Texto apresentado:
Child’s Pose (Pozitia Copilului, Romênia, 2013)
Dir: Calin Peter Netzer 


Depois dos créditos iniciais sobrepostos em tela preta, corte seco para Cornelia, filmada em câmera na mão, conversando com uma amiga sobre a ingratidão de seu filho que mal a vê e a trata mal. Child’s Pose é todo assim, direto, sem firulas, tenso, com uma protagonista fortíssima, metida numa situação desagradável. É a força do cinema romeno mais uma vez mostrando que eles fazem um dos cinemas mais interessantes da atualidade.

Barbu (Bogdan Dumitrache) atropelou e matou acidentalmente um garoto pobre quando corria na estrada à noite. É aí que entra a mãe dele a seu socorro, fazendo de tudo para livrar seu filho das garras da justiça. Eles são de família rica e influente, não parece haver dificuldades nesse jogo de poder, o que já revela as mazelas político-sociais de um país que se livrou há poucas décadas de um regime opressor.

Mas Child’s Pose é menos um filme sobre os meandros do sistema jurídico e sim uma história ancorada numa conturbada relação mãe e filho. Apesar da amargura que existe ali, Cornelia, interpretada maravilhosamente por Luminita Gheorghiu, ama incondicionalmente esse filho ingrato. Isso porque Barbu é como um adulto mimado que ainda não aprendeu a se portar como adulto e nem a se livrar da saia da mãe. É a postura de criança do título.

O filme opera o tempo todo nesse clima de tensão entre os dois, misturado à destruição de uma família pobre que perdeu o filho pequeno. Child’s Pose é desde o início um filme duro, sem piedades. Mas quando menos se espera, ele consegue também complexificar seus personagens, até então muito marcados em suas personalidades cruas, numa dos momentos finais mais emocionantes de um filme dessa Mostra. O encontro de mãe e filho com a família do garoto morto é dilacerante e diz muito sobre esse amor materno, o mais forte deles.


Centro Histórico (Idem, Portugal, 2012)
Dir: Aki Kaurismäki, Manoel de Oliveira, Pedro Costa e Victor Erice 


É sempre muito difícil e até mesmo lugar comum apontar a irregularidade de filmes coletivos. Seria o caso desse aqui, mas somente poucas coisas podem realmente ser criticadas. Olhando para os nomes que compõe essa seleção de diretores, nota-se o motivo da segurança dessa afirmação. O longa faz parte de um projeto em que cineastas utilizam como ponto de observação a cidade histórica de Guimarães, berço do reino português.

Objetivo:
Responda com base nas críticas de cinema:
(a) Quem interpreta Cornelia em Child's Pose?
(b) Qual personagem atropelou e matou o garoto pobre na estrada?
(c) Que cidade os cineastas de Centro Histórico usam como ponto de observação?
Os dados a seguir não são necessários para esta atividade.

Dados fornecidos:
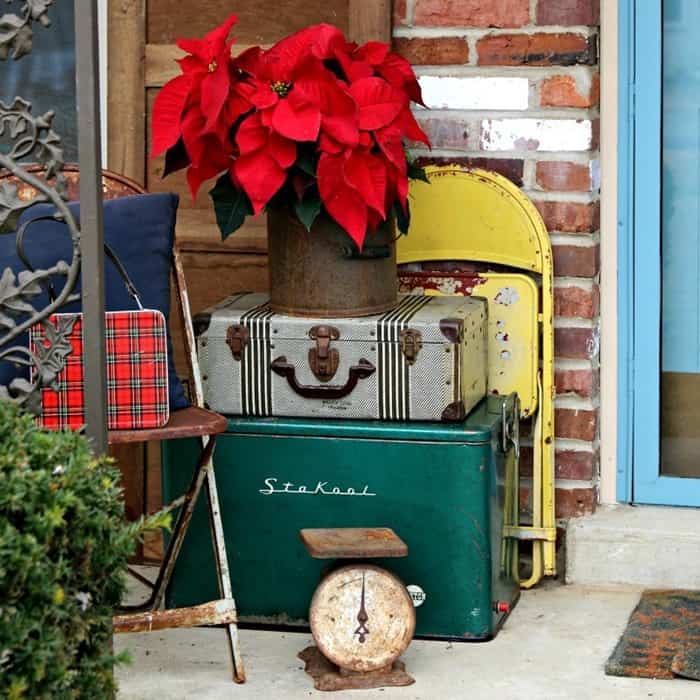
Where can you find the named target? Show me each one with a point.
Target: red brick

Resposta do exercício:
(a) Luminita Gheorghiu.
(b) Barbu, filho de Cornelia.
(c) Guimarães.